To the Shopkeeper From Another Life

It is Ramadan 2012 when we walk into your shop in Tripoli. It has been some hours since the sun set and we broke our fast. This deep into the night, humidity persists, skin clinging to fabric. The entire nation is awake below a thin, glowing crescent moon. Storefronts and cars light up the city like a stadium. Young men set up foosball tables on sidewalks and play with a competitiveness fit for World Cup athletes. Horns blare. Men shout affably to one another from across the road. The casual term of endearment used between men, “Ya rajl,” charms each of their sentences. Clusters of women in colorful hijabs scour the shops for new Eid outfits. Children stamp along the uneven pavement like they own the night. The occasional cat darts beneath clutched shopping bags and cars stalled in traffic. It is less than one year since the triumph of the Libyan Revolution that toppled Muammar Gaddafi’s 42-year dictatorship. My family, who lost loved ones and homes under the regime, are optimistic about the future. My mother and I flew here this summer from California to rejoice with them.
“It is darling to see my mother as a daughter, if only for a moment.”
When we enter your store, the glaring lights from outside are replaced with a warm golden glow. Everything in here is immaculate—the slick tile floors, the sparkling glass storefront. It looks like a part of a palace. Mama, Khalti Ashraf, my cousin Sijoud, and I have come here together, and we are the only customers inside. We peruse the kaftans flowing from the racks, tracing the silk brocade and sequins with our fingers. You tell us you personally collected these items from Morocco, and we remark on their beauty—it is the kind of beauty that bears recognition.
One dress in particular catches Mama’s eye. She grabs it by the hanger and places it against her body. We join her in imagining how the dress will suit her, and we insist she try it on. You lead Mama to a corner of your shop, where the only fitting room available is a small space enclosed by a curtain. Before she disappears inside, you exit the store to afford her maximum privacy.

________________

> [GIVEN EXERCISE A]
Answer these questions on the text addressed to the shopkeeper.
(i) During which month and year do the visitors walk into the shop in Tripoli?
(ii) From where does the shopkeeper say the kaftans were personally collected?
(iii) From which place did the mother and the narrator fly to Libya that summer?

(Dataset items)

________________

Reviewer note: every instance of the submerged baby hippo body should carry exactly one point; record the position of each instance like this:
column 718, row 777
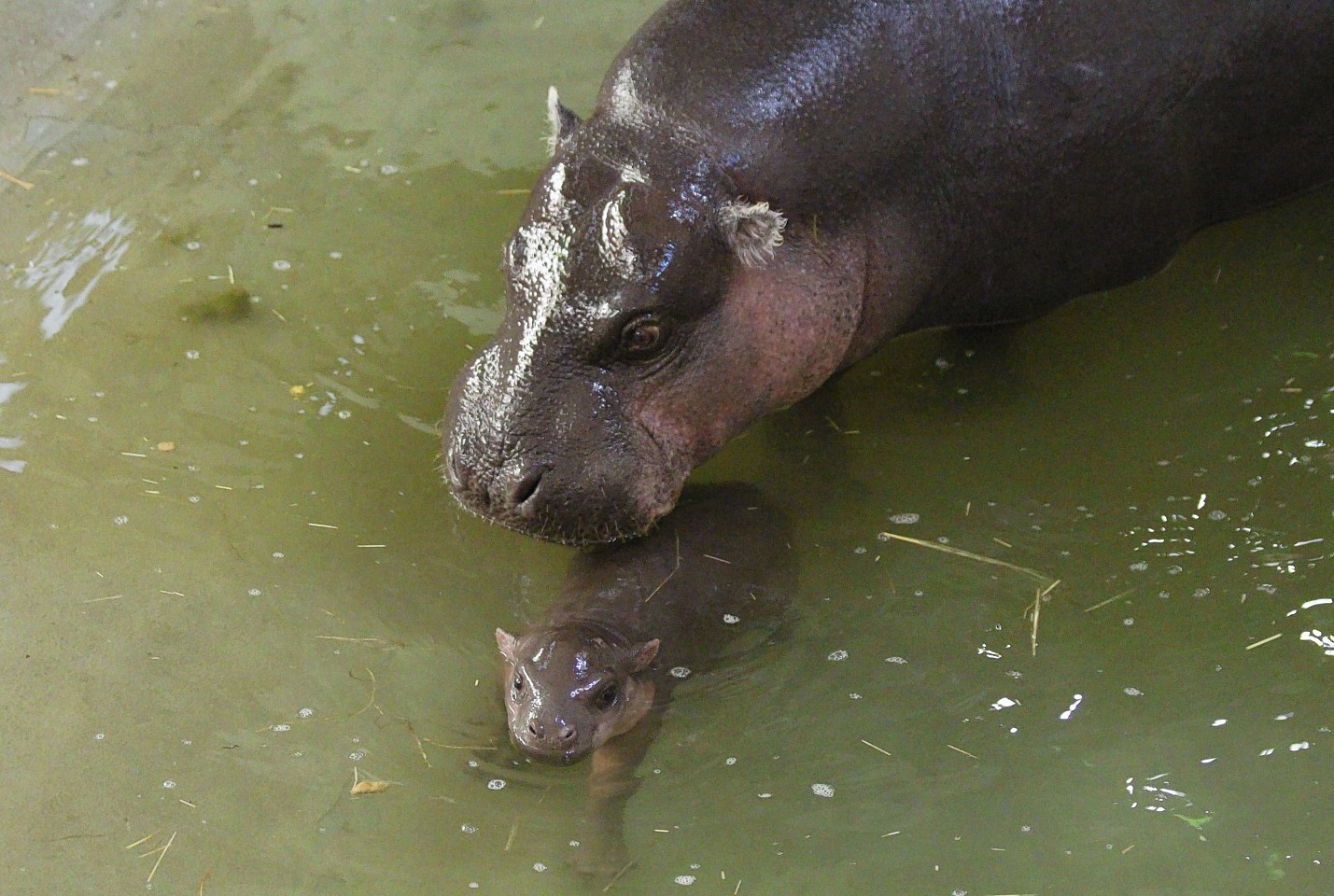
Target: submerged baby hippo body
column 594, row 675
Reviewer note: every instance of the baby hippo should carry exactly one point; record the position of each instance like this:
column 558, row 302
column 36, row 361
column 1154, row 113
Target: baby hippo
column 594, row 675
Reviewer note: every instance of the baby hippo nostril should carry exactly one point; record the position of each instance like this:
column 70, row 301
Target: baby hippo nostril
column 526, row 488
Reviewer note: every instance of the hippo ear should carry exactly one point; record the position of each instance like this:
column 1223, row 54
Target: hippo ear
column 562, row 120
column 509, row 646
column 642, row 655
column 752, row 230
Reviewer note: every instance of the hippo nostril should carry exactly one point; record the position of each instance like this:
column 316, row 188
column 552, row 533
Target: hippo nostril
column 527, row 485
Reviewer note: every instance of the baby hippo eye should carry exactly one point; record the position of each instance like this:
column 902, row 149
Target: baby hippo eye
column 606, row 697
column 642, row 336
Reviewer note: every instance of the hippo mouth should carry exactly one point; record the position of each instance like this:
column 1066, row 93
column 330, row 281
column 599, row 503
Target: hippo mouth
column 611, row 495
column 547, row 755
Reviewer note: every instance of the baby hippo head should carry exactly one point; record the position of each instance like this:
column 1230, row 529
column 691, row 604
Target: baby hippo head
column 568, row 691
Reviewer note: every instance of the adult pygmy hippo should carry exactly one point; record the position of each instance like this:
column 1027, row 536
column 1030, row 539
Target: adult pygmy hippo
column 765, row 192
column 633, row 622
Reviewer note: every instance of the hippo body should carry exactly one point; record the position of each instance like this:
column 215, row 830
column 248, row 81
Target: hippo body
column 765, row 193
column 596, row 672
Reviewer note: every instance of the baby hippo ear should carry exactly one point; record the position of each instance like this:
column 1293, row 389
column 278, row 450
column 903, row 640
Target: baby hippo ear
column 642, row 655
column 752, row 230
column 509, row 646
column 562, row 120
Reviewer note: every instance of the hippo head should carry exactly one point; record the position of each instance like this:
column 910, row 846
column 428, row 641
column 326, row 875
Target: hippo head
column 616, row 367
column 568, row 691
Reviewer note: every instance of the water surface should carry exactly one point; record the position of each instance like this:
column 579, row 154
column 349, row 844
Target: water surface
column 260, row 240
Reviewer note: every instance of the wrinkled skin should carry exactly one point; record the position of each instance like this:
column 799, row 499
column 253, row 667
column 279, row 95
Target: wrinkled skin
column 759, row 198
column 593, row 677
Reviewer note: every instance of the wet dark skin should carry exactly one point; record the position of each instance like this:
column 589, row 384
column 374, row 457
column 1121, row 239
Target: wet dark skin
column 764, row 193
column 591, row 679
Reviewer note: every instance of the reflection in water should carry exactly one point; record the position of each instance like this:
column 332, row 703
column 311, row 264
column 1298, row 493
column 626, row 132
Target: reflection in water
column 594, row 677
column 14, row 466
column 98, row 239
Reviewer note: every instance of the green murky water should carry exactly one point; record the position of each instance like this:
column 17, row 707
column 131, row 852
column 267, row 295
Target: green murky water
column 230, row 578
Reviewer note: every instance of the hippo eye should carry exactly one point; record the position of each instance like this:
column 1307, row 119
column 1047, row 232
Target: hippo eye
column 643, row 336
column 606, row 697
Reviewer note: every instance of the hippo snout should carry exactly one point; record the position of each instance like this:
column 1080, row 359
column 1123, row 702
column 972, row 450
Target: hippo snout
column 577, row 485
column 550, row 742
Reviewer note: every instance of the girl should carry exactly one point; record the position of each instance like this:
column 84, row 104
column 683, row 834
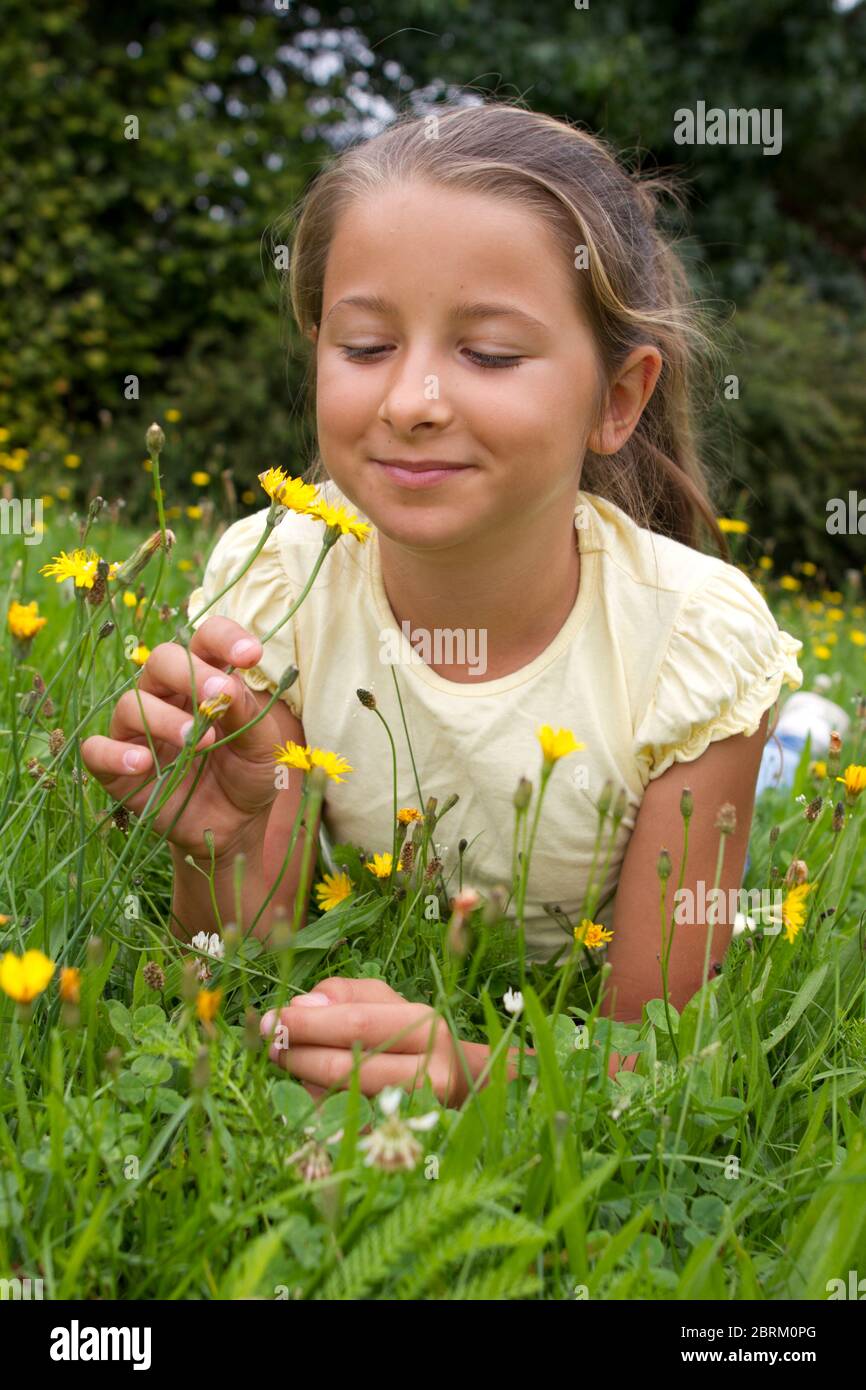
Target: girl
column 503, row 355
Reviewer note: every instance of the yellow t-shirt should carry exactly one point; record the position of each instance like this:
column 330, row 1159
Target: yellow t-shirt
column 665, row 651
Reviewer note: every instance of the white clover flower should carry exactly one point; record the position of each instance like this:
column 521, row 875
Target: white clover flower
column 513, row 1001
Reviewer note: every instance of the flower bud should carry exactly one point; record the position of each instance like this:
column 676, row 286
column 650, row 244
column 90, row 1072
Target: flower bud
column 523, row 794
column 154, row 439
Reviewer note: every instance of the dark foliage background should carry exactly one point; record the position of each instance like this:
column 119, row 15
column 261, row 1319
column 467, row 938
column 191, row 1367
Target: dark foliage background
column 146, row 256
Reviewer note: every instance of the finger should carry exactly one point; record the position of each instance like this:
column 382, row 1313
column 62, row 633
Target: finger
column 344, row 990
column 171, row 670
column 223, row 641
column 398, row 1027
column 331, row 1068
column 164, row 723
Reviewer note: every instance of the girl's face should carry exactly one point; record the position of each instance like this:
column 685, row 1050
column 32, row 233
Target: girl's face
column 449, row 335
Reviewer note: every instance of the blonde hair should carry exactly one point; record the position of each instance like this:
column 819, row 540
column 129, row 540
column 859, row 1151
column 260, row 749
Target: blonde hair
column 634, row 291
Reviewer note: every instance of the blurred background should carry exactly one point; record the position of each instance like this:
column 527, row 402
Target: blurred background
column 148, row 256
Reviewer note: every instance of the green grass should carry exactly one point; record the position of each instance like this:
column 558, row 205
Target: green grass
column 143, row 1158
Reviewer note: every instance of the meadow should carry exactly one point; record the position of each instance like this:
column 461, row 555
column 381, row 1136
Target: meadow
column 150, row 1150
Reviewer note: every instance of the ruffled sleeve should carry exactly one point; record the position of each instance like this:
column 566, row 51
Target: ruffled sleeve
column 724, row 665
column 256, row 601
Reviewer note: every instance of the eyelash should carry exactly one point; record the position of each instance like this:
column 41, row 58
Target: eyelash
column 487, row 360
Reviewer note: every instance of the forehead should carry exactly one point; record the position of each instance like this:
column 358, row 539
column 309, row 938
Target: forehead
column 417, row 243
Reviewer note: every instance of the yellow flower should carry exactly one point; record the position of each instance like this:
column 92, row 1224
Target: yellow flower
column 556, row 744
column 24, row 622
column 345, row 521
column 289, row 492
column 854, row 779
column 216, row 706
column 24, row 977
column 79, row 566
column 334, row 888
column 309, row 758
column 794, row 909
column 70, row 984
column 592, row 934
column 207, row 1001
column 380, row 865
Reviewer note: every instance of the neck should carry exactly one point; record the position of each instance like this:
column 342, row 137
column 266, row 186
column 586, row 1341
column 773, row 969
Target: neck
column 509, row 595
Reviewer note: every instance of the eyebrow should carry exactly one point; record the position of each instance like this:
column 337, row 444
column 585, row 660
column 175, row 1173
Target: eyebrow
column 477, row 309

________________

> [GIVEN EXERCISE B] Lay out the stretch of the records from the line that contains "Reviewer note: every instance of the hippo mouth" through the line that contains "column 260, row 240", both included, as a JSON list of strings with one string per line and blank lines omitted.

> [EXPECTED ANSWER A]
(i) Ramadan 2012
(ii) Morocco
(iii) California

> [EXPECTED ANSWER B]
[
  "Reviewer note: every instance of the hippo mouth should carry exactly one point; record the position of each instance like this:",
  "column 1066, row 93",
  "column 330, row 281",
  "column 599, row 503",
  "Target: hippo mouth",
  "column 611, row 495",
  "column 547, row 755",
  "Reviewer note: every instance of the baby hippo head should carry exactly one point; record the position of each instance like this:",
  "column 1230, row 529",
  "column 691, row 604",
  "Target: baby hippo head",
  "column 568, row 691",
  "Reviewer note: every instance of the adult pygmy hippo should carry exactly one point; record the position of each instance like this:",
  "column 1027, row 536",
  "column 1030, row 539",
  "Target: adult pygmy hippo",
  "column 765, row 192",
  "column 633, row 622",
  "Reviewer note: every instance of the hippo body should carry exactly one point; record the position of each instance like this:",
  "column 215, row 830",
  "column 248, row 81",
  "Target: hippo body",
  "column 765, row 193",
  "column 596, row 672",
  "Reviewer note: every instance of the baby hippo ear should carry exactly one point; record the position of each instance like this:",
  "column 1293, row 389",
  "column 278, row 450",
  "column 903, row 640",
  "Target: baby hippo ear",
  "column 642, row 655",
  "column 752, row 230",
  "column 509, row 646",
  "column 562, row 120",
  "Reviewer note: every instance of the hippo head should carry exactly one point; record the position of each instance like this:",
  "column 910, row 846",
  "column 428, row 641",
  "column 326, row 875",
  "Target: hippo head",
  "column 616, row 367",
  "column 568, row 691",
  "Reviewer note: every instance of the water surface should carry exactly one point; record the position of each instance like this:",
  "column 579, row 154",
  "column 349, row 844",
  "Target: water surface",
  "column 260, row 240"
]